- **EXCERPT**:
Chapter 1 Flashcards
BCG Growth Model stands for what?
Boston Consulting Groups
What are the names of each section in the BCG growth model and where are they on the chart?
Star:
- High Market growth,
- High Relative Market share
Cash Cows:
- Low Market growth,
- High Relative Market share
Question Mark:
- High Market growth,
- Low Relative Market share
Dogs:
- Low Market growth,
- Low -Relative Market share
What are the Stars in the BCG Growth Model?
- The company’s shining businesses
- dominant players in fast growing markets
- Often funded by cash cows
- Eventually become cash cows when growth slows
What are the Cash Cows in the BCG growth model
- Dominate slow growth markets
- make more cash than they need
- often lend thier extra money to fast growing businesses
What are the question marks in the BCG model?
Pose investment dilemmas for the company
- company needs to determine whether they will invest in it or drop it.
- Cash cows are often needed to moves these companies forward
- can have the potential to become stars
What are the Dogs in the BCG model?
- have hardly any to no hope of becoming stars or cash cows
- provide enough cash for thier own business
- company’s will often drop them in order to invest more in more promising businesses
What is the path to profitability?
- Group customers into groups through segmentation
- company selects groups to target
- the company positions its product offering for the target customers.
- make decisions based on marketing mix (four P’s)
- Then use profitability drivers (customer acquisition, customer retention, sales per customer, and margin)
What are the four profitability drivers
- Customer acquisition
- customer retention
- sales per customer
- margin
What is customer acquisition?
- Find new ways to get customers
- get less sales customers and more investment customers
- get higher value customers
- Eliminate unprofitable customer acquisition activities
What is Sales per customer?
- Increase number of customers who buy from both you and your competitor
- Make more add-on-sales (McDonald’s combo meal)
- Partner with other firms to make add on sales
What is customer retention
- Eliminate the reasons customers leave
- actively recover customers that have just left or are about to leave
- Develop loyalty programs for top customers
- acquire customers that are more likely to be loyal
Wat is margin?
- Increase price
- Look for the money–A product that demands a price far exceeding its cost
- shift mix of purchases toward higher margin products
- change customer behaviors so they are less expensive to serve
- terminate unprofitable customers
What are brand champions?

- **STATED PROBLEM 1**: Decide whether each statement agrees with the flashcards, answering yes or no and quoting the deciding words of the flashcards: (a) Stars are often funded by cash cows. (b) Dogs provide more cash than their own business needs. (c) Developing loyalty programs for top customers is given as an answer on customer acquisition.

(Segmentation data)
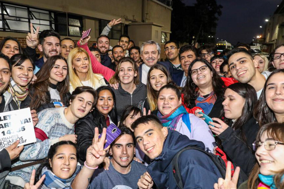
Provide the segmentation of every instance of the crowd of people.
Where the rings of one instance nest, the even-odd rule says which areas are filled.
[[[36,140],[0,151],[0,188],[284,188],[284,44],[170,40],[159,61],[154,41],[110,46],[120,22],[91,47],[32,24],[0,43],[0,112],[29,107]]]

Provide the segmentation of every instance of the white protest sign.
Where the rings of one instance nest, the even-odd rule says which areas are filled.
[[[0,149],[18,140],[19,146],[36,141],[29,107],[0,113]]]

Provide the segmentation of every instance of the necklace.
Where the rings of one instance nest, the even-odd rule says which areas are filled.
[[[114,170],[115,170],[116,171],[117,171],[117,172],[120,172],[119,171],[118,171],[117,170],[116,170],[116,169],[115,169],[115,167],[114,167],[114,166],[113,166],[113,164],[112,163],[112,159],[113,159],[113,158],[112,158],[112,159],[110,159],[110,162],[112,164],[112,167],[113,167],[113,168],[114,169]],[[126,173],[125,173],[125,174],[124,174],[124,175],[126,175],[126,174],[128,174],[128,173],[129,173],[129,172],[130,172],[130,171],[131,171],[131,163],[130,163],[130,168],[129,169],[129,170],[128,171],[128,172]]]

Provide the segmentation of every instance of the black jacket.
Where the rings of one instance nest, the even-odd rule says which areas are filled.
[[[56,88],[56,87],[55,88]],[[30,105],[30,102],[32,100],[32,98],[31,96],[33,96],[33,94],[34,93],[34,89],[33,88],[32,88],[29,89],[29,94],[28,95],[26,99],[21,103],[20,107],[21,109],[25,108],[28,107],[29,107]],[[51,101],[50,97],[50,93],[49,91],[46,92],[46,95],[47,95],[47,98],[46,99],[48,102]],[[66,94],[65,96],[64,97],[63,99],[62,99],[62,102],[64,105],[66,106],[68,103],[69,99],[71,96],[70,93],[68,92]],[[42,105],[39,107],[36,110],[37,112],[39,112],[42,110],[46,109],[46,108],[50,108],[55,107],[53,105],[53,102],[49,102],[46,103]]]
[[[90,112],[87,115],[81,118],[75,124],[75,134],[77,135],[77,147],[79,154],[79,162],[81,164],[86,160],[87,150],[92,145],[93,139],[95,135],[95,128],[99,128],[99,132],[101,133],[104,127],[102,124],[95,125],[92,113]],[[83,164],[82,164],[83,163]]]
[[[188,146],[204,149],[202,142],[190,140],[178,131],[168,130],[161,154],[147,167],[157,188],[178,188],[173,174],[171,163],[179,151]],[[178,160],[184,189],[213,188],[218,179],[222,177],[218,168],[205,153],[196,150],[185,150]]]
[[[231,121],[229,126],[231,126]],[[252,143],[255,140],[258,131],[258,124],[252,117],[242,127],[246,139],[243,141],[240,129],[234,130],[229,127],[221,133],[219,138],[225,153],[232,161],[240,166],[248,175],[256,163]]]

- **STATED PROBLEM 2**: Write out, unchanged, the part of the segmentation data listing that opens with the line containing "Provide the segmentation of every instance of the black" and runs through the end of that listing.

- **FINAL RESULT 1**:
(a) Yes: "Often funded by cash cows"
(b) No: "provide enough cash for thier own business"
(c) No: "Develop loyalty programs for top customers" appears under "What is customer retention"

- **FINAL RESULT 2**:
Provide the segmentation of every instance of the black jacket.
Where the rings of one instance nest, the even-odd rule says which areas are filled.
[[[56,88],[56,87],[55,88]],[[30,105],[30,102],[32,100],[32,98],[31,96],[33,96],[33,94],[34,93],[34,89],[33,88],[32,88],[29,89],[29,94],[28,95],[26,99],[21,103],[20,107],[21,109],[25,108],[28,107],[29,107]],[[51,101],[50,97],[50,93],[49,91],[46,92],[46,95],[47,95],[47,98],[46,99],[48,102]],[[66,94],[65,96],[64,97],[63,99],[62,99],[62,102],[64,105],[66,106],[68,103],[69,99],[71,96],[70,93],[68,92]],[[42,105],[39,107],[36,110],[37,112],[39,112],[42,110],[46,109],[46,108],[50,108],[55,107],[53,105],[53,102],[49,102],[46,103]]]
[[[90,112],[87,115],[81,118],[75,124],[75,134],[77,135],[77,147],[79,154],[79,162],[81,164],[86,160],[87,150],[92,145],[93,139],[95,135],[95,128],[99,128],[99,132],[101,133],[104,127],[102,124],[95,125],[92,113]],[[83,164],[82,164],[83,163]]]
[[[188,146],[204,149],[202,142],[190,140],[178,131],[168,130],[161,154],[147,167],[157,188],[178,188],[173,174],[171,163],[179,151]],[[178,160],[184,189],[213,188],[218,179],[222,177],[218,168],[205,153],[196,150],[185,150]]]
[[[231,121],[229,126],[231,126]],[[252,143],[255,140],[258,131],[258,124],[252,117],[242,127],[246,139],[243,141],[240,129],[234,130],[229,127],[221,133],[219,138],[225,153],[232,161],[240,166],[248,175],[256,163]]]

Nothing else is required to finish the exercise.